--- Supplied records ---

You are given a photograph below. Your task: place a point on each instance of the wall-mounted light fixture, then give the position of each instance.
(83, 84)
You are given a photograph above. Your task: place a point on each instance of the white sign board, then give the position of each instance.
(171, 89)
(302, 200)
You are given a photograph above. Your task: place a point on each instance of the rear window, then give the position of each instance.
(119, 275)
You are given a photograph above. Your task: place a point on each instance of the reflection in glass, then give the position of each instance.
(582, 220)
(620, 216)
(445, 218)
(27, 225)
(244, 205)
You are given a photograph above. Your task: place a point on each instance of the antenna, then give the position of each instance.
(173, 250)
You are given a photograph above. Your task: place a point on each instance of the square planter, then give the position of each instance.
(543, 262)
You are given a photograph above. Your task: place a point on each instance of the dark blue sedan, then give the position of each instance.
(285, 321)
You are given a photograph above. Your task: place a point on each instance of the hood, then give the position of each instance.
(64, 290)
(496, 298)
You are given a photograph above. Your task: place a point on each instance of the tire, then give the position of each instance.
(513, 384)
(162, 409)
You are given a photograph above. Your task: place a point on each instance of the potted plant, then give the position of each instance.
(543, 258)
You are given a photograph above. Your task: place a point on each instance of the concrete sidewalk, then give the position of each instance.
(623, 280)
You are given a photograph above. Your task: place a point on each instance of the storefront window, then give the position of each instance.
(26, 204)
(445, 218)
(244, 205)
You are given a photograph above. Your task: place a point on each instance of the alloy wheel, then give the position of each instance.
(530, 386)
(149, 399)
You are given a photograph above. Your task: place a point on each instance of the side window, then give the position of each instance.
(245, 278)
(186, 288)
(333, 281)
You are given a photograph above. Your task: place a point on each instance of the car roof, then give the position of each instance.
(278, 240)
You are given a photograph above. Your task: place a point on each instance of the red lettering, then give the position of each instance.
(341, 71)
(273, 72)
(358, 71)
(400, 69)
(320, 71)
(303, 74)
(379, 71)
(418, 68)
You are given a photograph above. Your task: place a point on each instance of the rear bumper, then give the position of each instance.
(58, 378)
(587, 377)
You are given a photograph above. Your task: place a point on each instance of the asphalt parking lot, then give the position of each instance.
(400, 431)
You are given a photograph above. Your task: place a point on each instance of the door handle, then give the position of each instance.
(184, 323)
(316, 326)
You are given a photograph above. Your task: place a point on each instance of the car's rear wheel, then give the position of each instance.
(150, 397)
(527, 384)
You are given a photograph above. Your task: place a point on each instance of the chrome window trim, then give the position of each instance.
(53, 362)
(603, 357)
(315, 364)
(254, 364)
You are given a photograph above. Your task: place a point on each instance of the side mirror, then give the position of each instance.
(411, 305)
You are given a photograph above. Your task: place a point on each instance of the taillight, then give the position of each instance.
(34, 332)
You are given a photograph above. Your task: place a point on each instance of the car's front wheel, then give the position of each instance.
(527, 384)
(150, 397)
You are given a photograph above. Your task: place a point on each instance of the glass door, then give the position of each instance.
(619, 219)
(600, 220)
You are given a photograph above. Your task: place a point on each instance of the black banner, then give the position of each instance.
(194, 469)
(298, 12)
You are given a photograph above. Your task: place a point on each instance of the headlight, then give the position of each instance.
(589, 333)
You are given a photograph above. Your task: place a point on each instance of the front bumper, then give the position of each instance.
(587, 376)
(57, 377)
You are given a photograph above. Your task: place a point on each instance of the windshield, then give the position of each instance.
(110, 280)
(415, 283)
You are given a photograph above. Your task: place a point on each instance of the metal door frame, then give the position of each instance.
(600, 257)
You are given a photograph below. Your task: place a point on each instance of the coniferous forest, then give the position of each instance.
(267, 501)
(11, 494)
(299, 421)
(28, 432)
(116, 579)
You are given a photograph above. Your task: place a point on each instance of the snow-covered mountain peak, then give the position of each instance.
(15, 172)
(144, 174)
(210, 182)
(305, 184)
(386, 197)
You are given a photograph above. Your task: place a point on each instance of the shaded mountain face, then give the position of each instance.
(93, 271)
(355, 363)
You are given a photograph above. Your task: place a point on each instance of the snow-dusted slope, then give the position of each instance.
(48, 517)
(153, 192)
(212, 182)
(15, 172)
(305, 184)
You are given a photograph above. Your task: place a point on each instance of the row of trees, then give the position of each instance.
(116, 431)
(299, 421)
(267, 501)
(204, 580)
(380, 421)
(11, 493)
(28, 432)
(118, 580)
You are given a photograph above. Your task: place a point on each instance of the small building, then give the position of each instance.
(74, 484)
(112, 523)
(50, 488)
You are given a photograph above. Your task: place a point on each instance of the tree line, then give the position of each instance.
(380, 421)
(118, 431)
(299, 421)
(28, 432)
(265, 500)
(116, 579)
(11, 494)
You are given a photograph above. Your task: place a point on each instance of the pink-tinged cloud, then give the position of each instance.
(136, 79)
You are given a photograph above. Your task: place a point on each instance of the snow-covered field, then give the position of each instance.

---

**Set exercise**
Find the line that contains "face, then give the position of each instance.". Repeat it and every line after it, exactly as written, up to and including the last line of the records above.

**Exercise solution**
You are given a photograph above. Your task: place a point on each instance of the shaded mountain face, then give the position of each instance.
(93, 271)
(355, 363)
You are given a photograph above. Your task: place a point on each instance of the snow-dusted slope, then give the position of each instance.
(48, 517)
(153, 192)
(212, 182)
(15, 172)
(305, 184)
You are given a photograph above. Your task: place a point on each instance of the row of trees, then give the position of each instance.
(116, 431)
(299, 421)
(267, 501)
(204, 580)
(380, 421)
(11, 493)
(28, 432)
(118, 580)
You are given a photograph above. Your task: place a point on each instance of the small building, then give the position of each instance.
(74, 484)
(112, 523)
(50, 488)
You are given a photograph above. Your task: place a point on each instance of the tree line, then give the position of each instance.
(380, 421)
(118, 431)
(299, 421)
(28, 432)
(265, 500)
(116, 579)
(11, 494)
You are given a photograph above. Your task: place a point on each instance of the pink-tinged cloud, then give the position of each instance.
(136, 79)
You are given a photograph above. Your task: place a point on each instance of the snow-covered field, then give the position of each instance.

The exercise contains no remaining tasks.